WRITTEN PROBLEM: Reproduce verbatim every line of the records below, from the line containing "Where can you see the bright" through the last line of the records, inclusive.

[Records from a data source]
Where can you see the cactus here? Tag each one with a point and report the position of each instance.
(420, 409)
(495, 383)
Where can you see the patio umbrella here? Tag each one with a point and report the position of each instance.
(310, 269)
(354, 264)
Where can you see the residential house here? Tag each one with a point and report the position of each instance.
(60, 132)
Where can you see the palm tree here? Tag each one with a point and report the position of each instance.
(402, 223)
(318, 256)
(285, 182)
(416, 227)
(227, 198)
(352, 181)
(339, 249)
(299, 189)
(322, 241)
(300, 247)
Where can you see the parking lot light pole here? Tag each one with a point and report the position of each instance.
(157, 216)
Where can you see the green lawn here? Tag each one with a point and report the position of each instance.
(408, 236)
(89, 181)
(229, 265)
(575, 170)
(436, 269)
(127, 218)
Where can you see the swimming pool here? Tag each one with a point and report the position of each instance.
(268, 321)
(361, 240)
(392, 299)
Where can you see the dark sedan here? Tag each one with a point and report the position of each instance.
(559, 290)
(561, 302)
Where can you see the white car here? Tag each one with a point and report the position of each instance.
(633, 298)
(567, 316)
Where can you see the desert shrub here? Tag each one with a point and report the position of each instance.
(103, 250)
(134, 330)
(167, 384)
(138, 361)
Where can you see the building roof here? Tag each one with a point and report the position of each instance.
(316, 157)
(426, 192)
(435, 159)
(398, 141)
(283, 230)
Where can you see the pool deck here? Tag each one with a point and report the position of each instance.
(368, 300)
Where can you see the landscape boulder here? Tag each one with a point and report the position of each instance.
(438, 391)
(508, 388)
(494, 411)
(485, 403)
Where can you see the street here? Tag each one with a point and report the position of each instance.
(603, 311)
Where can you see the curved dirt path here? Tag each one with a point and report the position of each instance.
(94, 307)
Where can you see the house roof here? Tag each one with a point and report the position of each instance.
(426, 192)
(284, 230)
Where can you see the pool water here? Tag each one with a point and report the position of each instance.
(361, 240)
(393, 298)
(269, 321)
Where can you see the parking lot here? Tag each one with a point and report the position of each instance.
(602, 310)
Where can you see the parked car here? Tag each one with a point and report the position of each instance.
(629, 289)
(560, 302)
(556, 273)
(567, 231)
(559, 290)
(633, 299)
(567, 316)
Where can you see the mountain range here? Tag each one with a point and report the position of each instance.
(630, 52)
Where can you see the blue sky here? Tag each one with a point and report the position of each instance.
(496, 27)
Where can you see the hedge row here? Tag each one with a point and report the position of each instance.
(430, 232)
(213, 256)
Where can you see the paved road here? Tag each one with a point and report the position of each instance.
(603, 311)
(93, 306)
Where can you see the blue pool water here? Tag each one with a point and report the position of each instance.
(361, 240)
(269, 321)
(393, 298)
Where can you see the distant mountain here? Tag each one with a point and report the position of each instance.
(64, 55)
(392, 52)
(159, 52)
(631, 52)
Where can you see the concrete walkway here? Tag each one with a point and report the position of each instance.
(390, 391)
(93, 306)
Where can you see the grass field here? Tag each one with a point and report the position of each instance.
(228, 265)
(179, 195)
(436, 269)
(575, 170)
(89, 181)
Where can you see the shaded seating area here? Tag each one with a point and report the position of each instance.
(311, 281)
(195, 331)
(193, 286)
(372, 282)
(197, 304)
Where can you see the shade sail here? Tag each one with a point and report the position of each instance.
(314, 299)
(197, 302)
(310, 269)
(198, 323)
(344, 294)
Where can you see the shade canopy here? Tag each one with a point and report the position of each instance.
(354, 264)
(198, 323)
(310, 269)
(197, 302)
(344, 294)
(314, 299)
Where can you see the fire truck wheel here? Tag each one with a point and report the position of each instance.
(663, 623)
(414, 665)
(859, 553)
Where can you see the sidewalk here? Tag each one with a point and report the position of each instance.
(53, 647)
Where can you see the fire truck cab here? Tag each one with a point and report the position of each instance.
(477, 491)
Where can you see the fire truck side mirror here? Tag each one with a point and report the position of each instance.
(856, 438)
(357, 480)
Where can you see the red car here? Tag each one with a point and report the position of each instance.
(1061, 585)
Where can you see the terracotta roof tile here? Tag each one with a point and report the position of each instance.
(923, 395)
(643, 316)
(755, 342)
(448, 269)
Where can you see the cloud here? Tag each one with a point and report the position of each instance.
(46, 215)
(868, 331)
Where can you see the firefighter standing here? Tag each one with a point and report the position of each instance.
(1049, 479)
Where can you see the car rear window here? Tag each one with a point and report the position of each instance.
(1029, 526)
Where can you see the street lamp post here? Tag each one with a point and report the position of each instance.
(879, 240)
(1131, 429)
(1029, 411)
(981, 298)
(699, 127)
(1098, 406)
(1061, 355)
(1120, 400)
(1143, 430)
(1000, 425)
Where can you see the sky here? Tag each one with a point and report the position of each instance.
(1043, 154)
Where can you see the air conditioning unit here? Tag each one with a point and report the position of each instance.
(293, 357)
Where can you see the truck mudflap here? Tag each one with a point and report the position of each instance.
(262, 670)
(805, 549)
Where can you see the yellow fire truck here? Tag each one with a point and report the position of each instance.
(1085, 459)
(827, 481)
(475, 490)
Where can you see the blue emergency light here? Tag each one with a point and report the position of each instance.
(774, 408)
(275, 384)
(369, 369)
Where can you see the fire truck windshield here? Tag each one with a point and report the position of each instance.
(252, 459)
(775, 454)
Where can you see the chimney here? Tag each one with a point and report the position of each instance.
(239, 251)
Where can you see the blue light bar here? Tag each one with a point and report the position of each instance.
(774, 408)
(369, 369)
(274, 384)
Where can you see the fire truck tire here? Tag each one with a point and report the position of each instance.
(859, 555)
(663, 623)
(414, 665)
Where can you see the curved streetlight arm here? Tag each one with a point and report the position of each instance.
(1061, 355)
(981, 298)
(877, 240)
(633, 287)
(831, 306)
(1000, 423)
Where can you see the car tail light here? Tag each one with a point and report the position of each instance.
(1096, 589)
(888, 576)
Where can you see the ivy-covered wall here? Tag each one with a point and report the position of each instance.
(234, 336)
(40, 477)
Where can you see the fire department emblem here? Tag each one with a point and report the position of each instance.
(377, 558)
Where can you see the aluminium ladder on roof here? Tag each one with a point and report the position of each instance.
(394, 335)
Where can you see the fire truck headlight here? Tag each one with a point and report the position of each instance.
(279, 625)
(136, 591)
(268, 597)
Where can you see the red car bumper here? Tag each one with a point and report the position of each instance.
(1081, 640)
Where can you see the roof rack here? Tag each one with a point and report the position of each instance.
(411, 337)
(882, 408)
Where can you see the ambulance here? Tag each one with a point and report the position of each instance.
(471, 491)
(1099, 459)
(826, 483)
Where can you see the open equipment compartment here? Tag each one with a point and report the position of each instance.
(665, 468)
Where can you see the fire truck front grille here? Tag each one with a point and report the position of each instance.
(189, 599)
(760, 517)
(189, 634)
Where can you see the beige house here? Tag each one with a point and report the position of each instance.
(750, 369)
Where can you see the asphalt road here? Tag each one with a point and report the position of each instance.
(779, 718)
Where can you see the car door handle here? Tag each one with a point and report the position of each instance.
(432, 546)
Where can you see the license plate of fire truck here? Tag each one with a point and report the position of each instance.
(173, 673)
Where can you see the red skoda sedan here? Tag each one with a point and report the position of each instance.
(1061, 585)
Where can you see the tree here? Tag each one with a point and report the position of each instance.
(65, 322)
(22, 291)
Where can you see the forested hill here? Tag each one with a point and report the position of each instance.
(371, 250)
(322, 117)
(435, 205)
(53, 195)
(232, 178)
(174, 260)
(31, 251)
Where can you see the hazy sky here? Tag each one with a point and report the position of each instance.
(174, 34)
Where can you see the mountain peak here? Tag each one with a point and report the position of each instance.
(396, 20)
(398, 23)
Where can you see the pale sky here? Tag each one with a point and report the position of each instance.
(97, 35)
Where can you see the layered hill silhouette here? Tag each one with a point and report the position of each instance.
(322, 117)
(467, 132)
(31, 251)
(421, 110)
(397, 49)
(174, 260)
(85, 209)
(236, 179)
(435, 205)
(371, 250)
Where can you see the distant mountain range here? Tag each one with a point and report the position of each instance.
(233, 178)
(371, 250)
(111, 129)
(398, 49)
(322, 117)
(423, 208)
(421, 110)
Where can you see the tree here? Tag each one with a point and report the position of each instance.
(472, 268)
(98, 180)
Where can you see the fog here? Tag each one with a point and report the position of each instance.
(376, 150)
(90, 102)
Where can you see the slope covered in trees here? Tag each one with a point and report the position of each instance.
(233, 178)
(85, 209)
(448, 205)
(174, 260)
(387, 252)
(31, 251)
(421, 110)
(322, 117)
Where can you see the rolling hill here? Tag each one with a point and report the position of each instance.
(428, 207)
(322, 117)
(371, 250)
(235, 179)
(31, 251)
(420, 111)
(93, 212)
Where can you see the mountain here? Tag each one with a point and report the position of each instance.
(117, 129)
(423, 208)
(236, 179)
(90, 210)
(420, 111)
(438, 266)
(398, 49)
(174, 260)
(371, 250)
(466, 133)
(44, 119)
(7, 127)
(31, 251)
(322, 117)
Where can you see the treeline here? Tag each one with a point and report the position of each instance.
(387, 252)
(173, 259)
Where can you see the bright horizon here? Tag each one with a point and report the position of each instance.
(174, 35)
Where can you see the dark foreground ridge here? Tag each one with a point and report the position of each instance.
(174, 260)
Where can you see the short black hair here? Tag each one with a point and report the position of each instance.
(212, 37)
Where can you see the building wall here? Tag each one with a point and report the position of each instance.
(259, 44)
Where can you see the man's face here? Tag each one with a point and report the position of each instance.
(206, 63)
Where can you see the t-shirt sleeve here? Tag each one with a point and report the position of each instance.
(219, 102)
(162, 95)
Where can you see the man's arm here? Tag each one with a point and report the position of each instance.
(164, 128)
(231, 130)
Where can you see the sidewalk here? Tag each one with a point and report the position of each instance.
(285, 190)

TASK OUTPUT:
Where can you see the bright horizon here? Tag each one with a point and report the position of each instance.
(174, 35)
Where can you see the dark foreground ridge here? Tag each one with a point and report the position of each instance.
(174, 260)
Where can you see the short black hair here? Tag each one with a point and report the position of each instance.
(212, 37)
Where can you see the building wall here? Tag each one with a point and report the position of each instance.
(259, 44)
Where can you see the man's face here? Tag each one with a point and report the position of each instance.
(206, 63)
Where can you see the t-shirt sleeve here? Tag each one with a point and report the position of each instance.
(219, 102)
(162, 95)
Where can you see the man's arm here? Tag each one with a point and report the position of each instance.
(164, 128)
(231, 130)
Where can you see the sidewalk here? Tag each one with a point and report the position of each instance.
(285, 190)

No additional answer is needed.